-- START OF Supplied data --
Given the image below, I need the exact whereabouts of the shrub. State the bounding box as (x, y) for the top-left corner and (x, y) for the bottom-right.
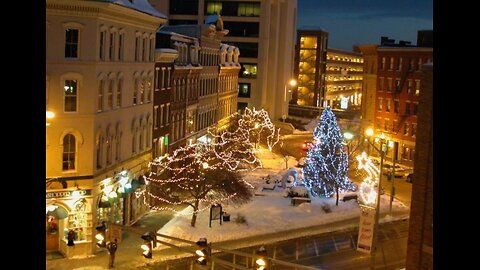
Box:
(234, 213), (248, 225)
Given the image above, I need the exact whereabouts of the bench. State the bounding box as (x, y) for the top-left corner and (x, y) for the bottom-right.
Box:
(292, 197), (311, 206)
(342, 194), (358, 202)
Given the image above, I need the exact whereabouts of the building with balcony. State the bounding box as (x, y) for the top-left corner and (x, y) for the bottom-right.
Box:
(149, 0), (297, 120)
(374, 32), (433, 165)
(323, 48), (363, 112)
(289, 30), (328, 118)
(155, 15), (240, 155)
(46, 0), (166, 258)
-- END OF Supplied data --
» Job: Copy the part of the data above that opens with the line containing "of the bench." and runs through the end of the data, reproducing every line without change.

» Exercise solution:
Given the image above, I need the exact whereabouts of the bench. State the bounding box as (x, y) for the top-left corner and (x, y) for the bottom-right.
Box:
(292, 197), (311, 206)
(342, 194), (358, 202)
Given the image above, I need the exact whereabouts of the building with balcony. State the bounding box as (x, y) for the top-left corner and (x, y) for the bottom-right.
Box:
(149, 0), (297, 120)
(374, 32), (433, 165)
(323, 48), (363, 112)
(289, 30), (328, 118)
(155, 15), (240, 155)
(46, 0), (166, 258)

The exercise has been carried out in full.